**EXERCICES À RÉSOUDRE**
1 > D'après l'entretien sur le rugby gallois, qui est aujourd'hui le meilleur numéro 8 du monde ?
2 > Les affirmations suivantes s'accordent-elles avec l'entretien sur le rugby gallois ? (a) Wayne Pivac est le sélectionneur du pays de Galles. (b) Dan Biggar occupe le poste d'arrière. (c) La personne interrogée arbitre encore sur le circuit international. Répondez à chacune par oui ou non, en citant les mots décisifs de l'entretien.
3 > Pouvez-vous reprendre l'entretien sur le rugby gallois à la suite de sa dernière réplique et le poursuivre ?

**TEXTE EXTRAIT**
⁂

Le pays de Galles, en difficulté il y a six mois, est en train de réussir sa métamorphose. Pour quelle raison, au juste ?

Déjà, je pense que les gens ont enterré les Gallois trop vite. Et puis, j'ai surtout l'impression que Wayne Pivac (le sélectionneur) s'est servi de la Coupe d'Automne des Nations comme d'un immense champ d'expérimentation, histoire de voir qui, parmi les jeunes talents des provinces galloises, avait vraiment la carrure pour le rugby international.

Qui sont les joueurs clés de cette équipe galloise ?

L'expérience de Ken Owens (talonneur), Liam Williams (arrière), Dan Biggar (demi d'ouverture) ou Alun-Wyn Jones (deuxième-ligne) est capitale : ils sont les quatre piliers de cette équipe. Derrière ces cadres, Wayne Pivac s'appuie sur quelques vrais diamants, tels les ailiers Louis Rees-Zammit et Josh Adams, le pilier des Scarlets Wyn Jones... A ceci, il faut ajouter le retour en grâce de Toby Faletau : il est aujourd'hui le meilleur numéro 8 du monde.

A ce point ?

Je trouve, oui. Mais si nous avons le meilleur numéro 8 de la planète, la France compte avec Antoine Dupont le meilleur joueur du monde, tout poste confondu. Et vous savez quoi ?

Non.

La première fois que j'ai arbitré Dupont, c'était il y a deux ou trois ans et j'ai aussitôt dit qu'il deviendrait bientôt le meilleur joueur de la planète. Je ne m'étais pas trompé.

En tant qu'arbitre, êtes-vous libre de supporter le pays de Galles ?

Quand je faisais encore partie du circuit international, je ne parlais jamais publiquement de ce genre de choses. Mais maintenant que j'ai terminé (il n'arbitre plus qu'en Ligue Celte, N.D.L.R.), je suis libre de dire que je rêve d'un grand chelem pour le pays de Galles ! (rires)

⁂

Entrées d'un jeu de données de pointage
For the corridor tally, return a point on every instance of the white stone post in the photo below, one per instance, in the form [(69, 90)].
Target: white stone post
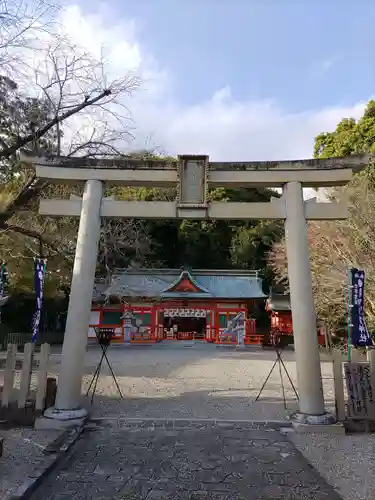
[(68, 398), (310, 390)]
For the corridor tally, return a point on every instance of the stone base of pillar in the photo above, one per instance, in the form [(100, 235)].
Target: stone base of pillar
[(317, 424), (61, 419), (303, 418)]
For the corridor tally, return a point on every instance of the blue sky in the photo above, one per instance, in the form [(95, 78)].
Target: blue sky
[(236, 79), (304, 54)]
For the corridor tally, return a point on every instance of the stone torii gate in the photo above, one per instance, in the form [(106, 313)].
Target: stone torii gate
[(193, 175)]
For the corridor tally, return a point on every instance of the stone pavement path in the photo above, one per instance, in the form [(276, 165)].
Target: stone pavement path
[(184, 461)]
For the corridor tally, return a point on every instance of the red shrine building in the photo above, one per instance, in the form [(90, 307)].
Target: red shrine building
[(153, 305)]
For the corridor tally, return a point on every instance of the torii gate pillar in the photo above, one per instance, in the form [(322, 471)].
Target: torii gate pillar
[(68, 406), (310, 389)]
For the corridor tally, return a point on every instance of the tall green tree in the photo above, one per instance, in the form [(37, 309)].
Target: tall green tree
[(335, 246)]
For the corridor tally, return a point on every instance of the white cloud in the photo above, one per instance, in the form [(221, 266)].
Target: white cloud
[(224, 127)]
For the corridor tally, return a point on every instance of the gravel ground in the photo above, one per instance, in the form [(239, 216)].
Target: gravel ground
[(346, 462), (201, 381), (22, 455)]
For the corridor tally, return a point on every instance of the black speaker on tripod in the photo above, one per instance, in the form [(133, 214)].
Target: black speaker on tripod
[(104, 337), (275, 341)]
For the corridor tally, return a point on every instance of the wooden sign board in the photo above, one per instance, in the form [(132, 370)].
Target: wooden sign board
[(361, 403)]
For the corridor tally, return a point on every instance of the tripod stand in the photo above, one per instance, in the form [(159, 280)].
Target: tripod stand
[(278, 361), (104, 337)]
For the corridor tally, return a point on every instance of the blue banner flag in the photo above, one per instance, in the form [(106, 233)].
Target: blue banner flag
[(360, 336), (39, 274), (3, 279)]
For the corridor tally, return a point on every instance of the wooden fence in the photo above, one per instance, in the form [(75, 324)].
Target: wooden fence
[(354, 385), (29, 359)]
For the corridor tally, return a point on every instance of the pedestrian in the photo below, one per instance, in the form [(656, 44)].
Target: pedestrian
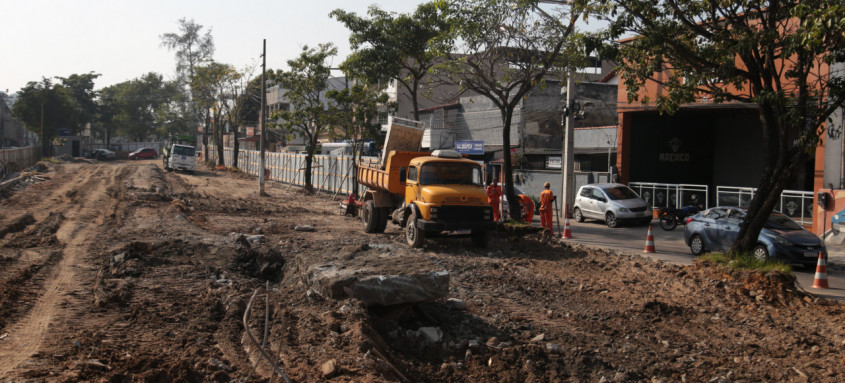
[(546, 200), (494, 193), (527, 208)]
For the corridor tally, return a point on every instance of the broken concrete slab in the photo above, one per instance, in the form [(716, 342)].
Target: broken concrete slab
[(336, 282)]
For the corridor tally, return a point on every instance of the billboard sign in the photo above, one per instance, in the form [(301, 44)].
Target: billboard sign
[(470, 147)]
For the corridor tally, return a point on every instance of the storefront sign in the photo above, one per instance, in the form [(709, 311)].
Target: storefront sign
[(675, 155), (470, 147), (553, 162)]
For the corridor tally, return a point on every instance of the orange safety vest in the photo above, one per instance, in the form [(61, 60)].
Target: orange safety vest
[(546, 199)]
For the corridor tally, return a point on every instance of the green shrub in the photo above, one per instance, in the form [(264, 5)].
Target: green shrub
[(746, 262)]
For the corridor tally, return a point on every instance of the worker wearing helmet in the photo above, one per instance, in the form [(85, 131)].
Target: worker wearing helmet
[(546, 200), (527, 208), (494, 193)]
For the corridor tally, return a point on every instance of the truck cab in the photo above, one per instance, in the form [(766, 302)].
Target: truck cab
[(428, 194), (180, 157)]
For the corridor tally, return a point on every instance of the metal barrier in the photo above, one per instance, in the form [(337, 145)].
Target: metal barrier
[(328, 173), (672, 195), (796, 204), (15, 160)]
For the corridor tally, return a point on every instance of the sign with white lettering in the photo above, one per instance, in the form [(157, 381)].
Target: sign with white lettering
[(470, 147)]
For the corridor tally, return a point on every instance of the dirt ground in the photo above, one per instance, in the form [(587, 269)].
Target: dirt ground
[(121, 272)]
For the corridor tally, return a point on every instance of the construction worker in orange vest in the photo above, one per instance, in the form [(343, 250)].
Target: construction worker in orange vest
[(494, 192), (546, 200), (527, 208)]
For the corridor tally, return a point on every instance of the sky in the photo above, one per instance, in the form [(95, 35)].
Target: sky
[(121, 39)]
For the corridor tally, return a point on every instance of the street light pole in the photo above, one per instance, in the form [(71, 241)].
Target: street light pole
[(261, 120), (567, 167)]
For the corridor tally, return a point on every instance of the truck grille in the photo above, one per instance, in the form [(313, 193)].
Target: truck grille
[(461, 213), (462, 200)]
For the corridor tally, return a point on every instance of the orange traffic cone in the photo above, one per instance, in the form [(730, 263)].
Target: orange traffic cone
[(567, 231), (649, 242), (820, 280)]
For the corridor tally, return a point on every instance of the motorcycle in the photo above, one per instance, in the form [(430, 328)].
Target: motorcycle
[(670, 218)]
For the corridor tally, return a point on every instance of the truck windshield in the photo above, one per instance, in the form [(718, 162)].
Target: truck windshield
[(450, 173), (183, 150)]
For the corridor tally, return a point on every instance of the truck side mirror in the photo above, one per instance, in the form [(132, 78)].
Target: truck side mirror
[(823, 199)]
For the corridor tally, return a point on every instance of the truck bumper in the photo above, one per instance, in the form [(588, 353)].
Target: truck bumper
[(453, 226)]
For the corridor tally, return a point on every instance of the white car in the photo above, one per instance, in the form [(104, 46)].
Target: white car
[(102, 154), (610, 203)]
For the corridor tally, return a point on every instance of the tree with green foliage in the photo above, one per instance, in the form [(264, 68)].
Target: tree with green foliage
[(507, 48), (137, 105), (305, 83), (81, 88), (774, 54), (219, 87), (387, 45), (45, 107), (193, 48), (354, 114)]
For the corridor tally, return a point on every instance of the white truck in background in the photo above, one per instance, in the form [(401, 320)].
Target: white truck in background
[(179, 157)]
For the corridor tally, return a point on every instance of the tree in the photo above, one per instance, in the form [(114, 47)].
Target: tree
[(305, 82), (507, 49), (771, 53), (191, 46), (44, 108), (221, 88), (137, 106), (192, 49), (387, 45), (355, 113), (81, 88)]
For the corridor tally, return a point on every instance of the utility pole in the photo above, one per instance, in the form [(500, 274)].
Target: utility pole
[(261, 122), (43, 143), (567, 168)]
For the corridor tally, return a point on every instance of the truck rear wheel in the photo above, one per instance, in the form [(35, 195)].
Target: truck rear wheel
[(369, 215), (413, 234)]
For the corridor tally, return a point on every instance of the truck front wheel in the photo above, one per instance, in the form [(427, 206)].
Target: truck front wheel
[(369, 214), (413, 234), (382, 214), (480, 239)]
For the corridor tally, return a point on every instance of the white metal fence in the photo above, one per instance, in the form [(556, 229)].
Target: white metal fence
[(672, 195), (328, 173), (123, 146), (796, 204), (15, 160)]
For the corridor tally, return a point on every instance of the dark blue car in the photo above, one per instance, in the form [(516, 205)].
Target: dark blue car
[(716, 229)]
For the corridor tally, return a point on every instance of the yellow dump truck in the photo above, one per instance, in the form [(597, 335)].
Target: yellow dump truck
[(428, 194)]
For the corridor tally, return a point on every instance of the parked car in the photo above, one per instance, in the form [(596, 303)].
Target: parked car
[(102, 154), (611, 203), (144, 153), (716, 229)]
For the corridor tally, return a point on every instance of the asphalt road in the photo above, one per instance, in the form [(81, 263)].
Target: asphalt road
[(670, 247)]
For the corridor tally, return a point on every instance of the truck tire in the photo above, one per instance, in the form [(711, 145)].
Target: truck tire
[(370, 215), (383, 214), (413, 234), (480, 239)]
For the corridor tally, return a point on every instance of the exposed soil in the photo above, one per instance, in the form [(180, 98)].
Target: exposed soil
[(121, 272)]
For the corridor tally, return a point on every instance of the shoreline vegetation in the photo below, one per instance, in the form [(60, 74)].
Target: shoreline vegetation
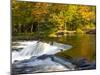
[(52, 19)]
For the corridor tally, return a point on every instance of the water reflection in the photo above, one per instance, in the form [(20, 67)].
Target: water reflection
[(83, 46)]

⁂

**CORRIGÉ DE L'EXERCICE**
1 > Toby Faletau.

2 >
(a) Oui : « Wayne Pivac (le sélectionneur) ».
(b) Non : « Dan Biggar (demi d'ouverture) ».
(c) Non : « il n'arbitre plus qu'en Ligue Celte ».

3 >
Avez-vous joué, vous-même ?

Oui, bien sûr. A 11 ans, j'étais pilier. A 12 ans, je jouais numéro 8 et un an plus tard, j'occupais le poste d'arrière. Je butais, même !

Qu'est-ce qui vous avait donné l'envie de jouer au rugby ?

Le premier match de rugby dont je me souvienne remonte à l'hiver 1977. J'avais 6 ans et ce jour-là, le pays de Galles affrontait l’Écosse à Murrayfield. Là-bas, Phil Bennett (ancien ouvreur du XV du Poireau) avait aplati un essai merveilleux après une relance dingue de Gerald Davies (ailier gallois des années 70). Après le match, je suis sorti dans le champ qui jouxtait la ferme de mes parents et j'ai refait le match de Phil Bennett.

Intéressant...

Dans ce champ, il y avait deux ânes, Chocolate et Fudge. A mes yeux d'enfant, ils étaient devenus les défenseurs écossais censés m'arrêter... Ils n'y sont jamais arrivés...

Pourquoi avez-vous basculé dans l'arbitrage, alors ?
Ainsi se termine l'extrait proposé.